Goal:
Pull out each line in the rows below that contains the string "hook" and copy it in full. Matching is case-sensitive.

Data:
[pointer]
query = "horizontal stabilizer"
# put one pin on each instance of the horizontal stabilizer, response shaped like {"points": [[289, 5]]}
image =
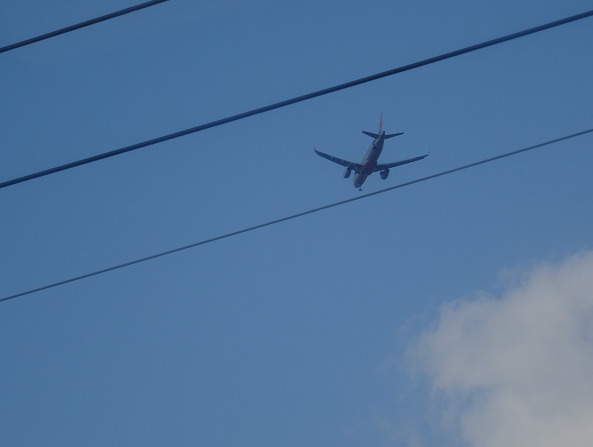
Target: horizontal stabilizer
{"points": [[376, 135], [371, 134]]}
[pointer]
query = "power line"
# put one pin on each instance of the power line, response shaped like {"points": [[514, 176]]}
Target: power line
{"points": [[80, 25], [297, 215], [295, 100]]}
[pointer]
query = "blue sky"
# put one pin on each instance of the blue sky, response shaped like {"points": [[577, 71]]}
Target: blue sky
{"points": [[333, 329]]}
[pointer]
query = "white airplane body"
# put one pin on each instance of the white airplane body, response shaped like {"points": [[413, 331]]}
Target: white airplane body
{"points": [[369, 163]]}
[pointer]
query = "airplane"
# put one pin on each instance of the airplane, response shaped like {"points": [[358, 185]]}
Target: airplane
{"points": [[369, 164]]}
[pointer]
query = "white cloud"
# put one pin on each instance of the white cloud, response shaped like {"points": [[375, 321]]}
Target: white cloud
{"points": [[517, 370]]}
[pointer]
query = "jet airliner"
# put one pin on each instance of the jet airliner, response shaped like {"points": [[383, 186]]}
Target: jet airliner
{"points": [[369, 164]]}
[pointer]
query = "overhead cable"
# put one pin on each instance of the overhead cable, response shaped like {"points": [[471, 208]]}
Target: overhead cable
{"points": [[80, 25], [294, 216], [298, 99]]}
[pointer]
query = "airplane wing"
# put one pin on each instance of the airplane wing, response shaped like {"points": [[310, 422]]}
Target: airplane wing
{"points": [[380, 167], [348, 164]]}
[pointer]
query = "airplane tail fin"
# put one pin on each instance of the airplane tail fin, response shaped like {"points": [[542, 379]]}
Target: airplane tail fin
{"points": [[376, 135]]}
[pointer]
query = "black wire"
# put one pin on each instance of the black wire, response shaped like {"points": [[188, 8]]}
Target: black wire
{"points": [[80, 25], [298, 99], [294, 216]]}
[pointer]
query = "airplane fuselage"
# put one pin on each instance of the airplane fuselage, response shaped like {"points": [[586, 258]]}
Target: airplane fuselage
{"points": [[369, 162]]}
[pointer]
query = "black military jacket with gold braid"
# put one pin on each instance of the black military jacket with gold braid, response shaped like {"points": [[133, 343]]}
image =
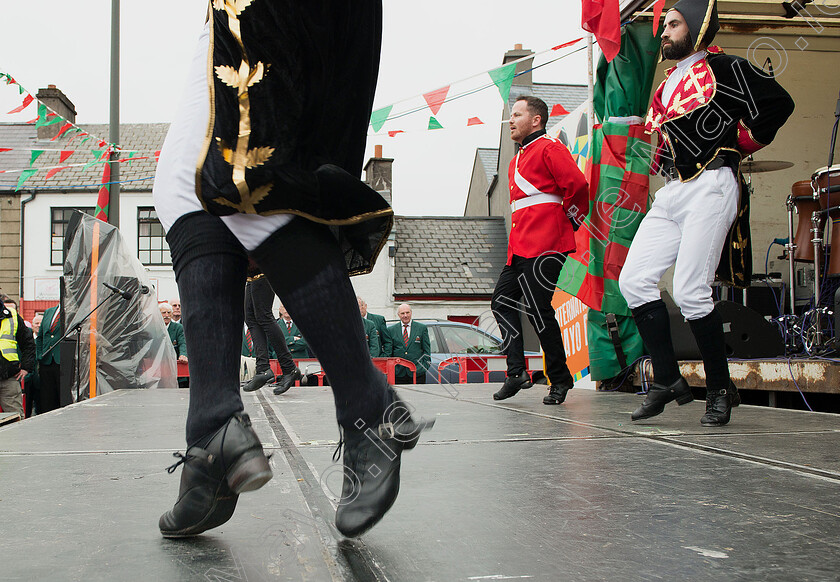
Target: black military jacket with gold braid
{"points": [[291, 96], [724, 104]]}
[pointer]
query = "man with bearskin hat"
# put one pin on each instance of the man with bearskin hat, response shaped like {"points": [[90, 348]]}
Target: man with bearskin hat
{"points": [[712, 110], [263, 161]]}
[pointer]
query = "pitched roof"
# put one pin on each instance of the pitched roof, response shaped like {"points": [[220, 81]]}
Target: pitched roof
{"points": [[136, 177], [569, 96], [489, 158], [448, 255]]}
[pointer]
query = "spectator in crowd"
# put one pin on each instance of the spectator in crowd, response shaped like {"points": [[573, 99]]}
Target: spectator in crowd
{"points": [[17, 356], [49, 359], [410, 340], [294, 339], [178, 339], [259, 297], [371, 333], [381, 328]]}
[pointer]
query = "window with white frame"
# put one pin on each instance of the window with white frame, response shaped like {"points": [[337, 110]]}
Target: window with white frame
{"points": [[152, 248]]}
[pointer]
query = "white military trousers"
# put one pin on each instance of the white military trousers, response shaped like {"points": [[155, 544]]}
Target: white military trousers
{"points": [[174, 190], [687, 225]]}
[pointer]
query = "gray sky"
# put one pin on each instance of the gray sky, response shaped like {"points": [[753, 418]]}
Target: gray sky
{"points": [[425, 46]]}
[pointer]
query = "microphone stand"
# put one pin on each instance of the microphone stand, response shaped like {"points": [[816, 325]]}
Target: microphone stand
{"points": [[77, 328]]}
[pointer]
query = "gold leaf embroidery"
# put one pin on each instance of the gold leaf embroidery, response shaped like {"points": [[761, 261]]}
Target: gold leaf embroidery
{"points": [[258, 156], [228, 75]]}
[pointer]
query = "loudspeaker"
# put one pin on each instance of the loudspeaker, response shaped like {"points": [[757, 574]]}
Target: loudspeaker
{"points": [[747, 334]]}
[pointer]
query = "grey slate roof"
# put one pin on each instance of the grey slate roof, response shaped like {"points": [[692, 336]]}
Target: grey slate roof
{"points": [[569, 96], [490, 161], [146, 137], [448, 255]]}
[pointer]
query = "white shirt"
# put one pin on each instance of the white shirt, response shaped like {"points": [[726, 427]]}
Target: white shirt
{"points": [[678, 75]]}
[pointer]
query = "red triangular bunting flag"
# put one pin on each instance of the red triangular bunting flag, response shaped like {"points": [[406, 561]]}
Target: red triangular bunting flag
{"points": [[436, 98], [26, 101], [558, 110], [61, 131], [570, 43], [54, 171]]}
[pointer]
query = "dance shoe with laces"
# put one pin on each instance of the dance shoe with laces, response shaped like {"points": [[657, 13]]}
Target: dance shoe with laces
{"points": [[229, 462], [372, 467], [658, 396]]}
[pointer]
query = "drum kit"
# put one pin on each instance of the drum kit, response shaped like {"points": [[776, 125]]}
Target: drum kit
{"points": [[814, 202]]}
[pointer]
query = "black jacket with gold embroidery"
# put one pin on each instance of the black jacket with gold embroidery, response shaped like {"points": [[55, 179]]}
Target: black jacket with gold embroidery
{"points": [[723, 104], [291, 92]]}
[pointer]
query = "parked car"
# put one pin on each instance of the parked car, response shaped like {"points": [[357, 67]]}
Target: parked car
{"points": [[452, 338]]}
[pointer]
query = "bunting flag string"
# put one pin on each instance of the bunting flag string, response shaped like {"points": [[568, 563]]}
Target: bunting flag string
{"points": [[500, 77]]}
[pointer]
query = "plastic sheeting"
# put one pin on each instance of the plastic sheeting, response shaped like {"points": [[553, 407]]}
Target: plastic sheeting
{"points": [[124, 342]]}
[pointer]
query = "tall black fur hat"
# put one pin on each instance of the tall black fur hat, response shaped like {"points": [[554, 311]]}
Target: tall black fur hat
{"points": [[701, 17]]}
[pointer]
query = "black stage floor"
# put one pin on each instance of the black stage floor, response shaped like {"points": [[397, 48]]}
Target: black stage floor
{"points": [[497, 491]]}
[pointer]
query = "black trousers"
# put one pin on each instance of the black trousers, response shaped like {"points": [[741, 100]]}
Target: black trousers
{"points": [[49, 396], [527, 285], [259, 297]]}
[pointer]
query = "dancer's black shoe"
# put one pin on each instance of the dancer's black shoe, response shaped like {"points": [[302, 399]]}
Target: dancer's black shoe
{"points": [[512, 385], [372, 467], [286, 380], [658, 396], [719, 405], [231, 462], [556, 394], [259, 380]]}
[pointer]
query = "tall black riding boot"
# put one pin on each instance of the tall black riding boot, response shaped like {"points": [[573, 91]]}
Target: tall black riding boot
{"points": [[307, 270], [224, 456], [721, 393], [655, 328]]}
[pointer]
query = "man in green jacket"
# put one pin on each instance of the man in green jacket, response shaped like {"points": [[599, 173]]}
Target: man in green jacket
{"points": [[294, 339], [381, 328], [410, 341], [49, 359], [178, 339]]}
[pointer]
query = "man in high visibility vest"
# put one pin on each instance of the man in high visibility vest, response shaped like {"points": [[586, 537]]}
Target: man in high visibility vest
{"points": [[17, 356]]}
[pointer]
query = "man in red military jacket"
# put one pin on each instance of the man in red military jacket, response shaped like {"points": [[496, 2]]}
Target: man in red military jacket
{"points": [[549, 198]]}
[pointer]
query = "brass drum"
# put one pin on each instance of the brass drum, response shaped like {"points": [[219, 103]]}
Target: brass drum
{"points": [[820, 181], [805, 203]]}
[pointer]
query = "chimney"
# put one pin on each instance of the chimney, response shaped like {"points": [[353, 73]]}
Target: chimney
{"points": [[58, 102], [517, 53], [378, 173]]}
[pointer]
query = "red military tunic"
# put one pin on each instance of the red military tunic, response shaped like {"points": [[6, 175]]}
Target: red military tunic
{"points": [[545, 185]]}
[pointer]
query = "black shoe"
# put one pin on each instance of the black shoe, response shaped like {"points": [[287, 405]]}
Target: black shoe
{"points": [[372, 467], [658, 396], [512, 385], [718, 407], [259, 380], [286, 380], [556, 395], [232, 462]]}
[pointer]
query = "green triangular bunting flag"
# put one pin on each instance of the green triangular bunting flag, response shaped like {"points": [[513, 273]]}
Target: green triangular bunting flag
{"points": [[378, 117], [503, 79], [24, 176]]}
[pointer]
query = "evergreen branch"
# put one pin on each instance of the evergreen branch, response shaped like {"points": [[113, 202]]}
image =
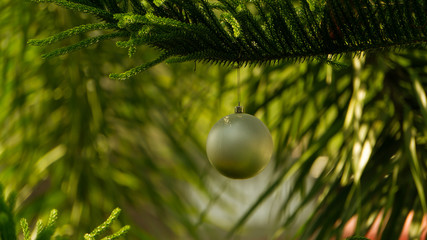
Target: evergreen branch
{"points": [[83, 44], [71, 32], [79, 7], [132, 72], [104, 226], [278, 30], [46, 232], [122, 231]]}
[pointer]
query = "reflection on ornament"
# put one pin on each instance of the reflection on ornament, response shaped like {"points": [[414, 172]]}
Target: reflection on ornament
{"points": [[239, 145]]}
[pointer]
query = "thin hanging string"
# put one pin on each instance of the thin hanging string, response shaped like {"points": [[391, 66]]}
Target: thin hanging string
{"points": [[238, 86]]}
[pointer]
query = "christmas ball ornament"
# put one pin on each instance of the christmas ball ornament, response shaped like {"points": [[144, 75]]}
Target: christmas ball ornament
{"points": [[239, 145]]}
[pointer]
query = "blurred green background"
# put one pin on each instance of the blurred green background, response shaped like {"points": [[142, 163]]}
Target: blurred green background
{"points": [[349, 141]]}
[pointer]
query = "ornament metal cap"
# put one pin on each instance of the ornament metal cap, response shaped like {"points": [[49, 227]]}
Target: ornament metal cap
{"points": [[238, 109]]}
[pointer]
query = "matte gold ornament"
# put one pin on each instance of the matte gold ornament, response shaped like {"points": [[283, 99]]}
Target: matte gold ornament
{"points": [[239, 145]]}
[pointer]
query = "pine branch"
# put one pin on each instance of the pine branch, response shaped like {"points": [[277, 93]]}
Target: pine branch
{"points": [[231, 31]]}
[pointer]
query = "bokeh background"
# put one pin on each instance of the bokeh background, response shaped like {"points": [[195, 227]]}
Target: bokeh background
{"points": [[349, 141]]}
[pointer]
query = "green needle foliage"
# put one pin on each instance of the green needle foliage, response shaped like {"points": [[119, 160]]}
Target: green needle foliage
{"points": [[249, 31], [46, 231], [350, 143]]}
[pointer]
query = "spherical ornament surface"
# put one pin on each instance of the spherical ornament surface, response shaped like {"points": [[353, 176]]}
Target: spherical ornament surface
{"points": [[239, 146]]}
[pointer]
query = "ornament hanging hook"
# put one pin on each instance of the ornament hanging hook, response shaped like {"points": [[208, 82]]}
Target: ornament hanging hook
{"points": [[238, 108]]}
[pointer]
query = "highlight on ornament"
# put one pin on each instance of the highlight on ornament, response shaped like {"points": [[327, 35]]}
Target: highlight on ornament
{"points": [[239, 145]]}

The solution:
query = "ornament hanging hook"
# put one pin on each instance of the ornament hanging hook, response shaped like {"points": [[208, 82]]}
Target: ornament hanging hook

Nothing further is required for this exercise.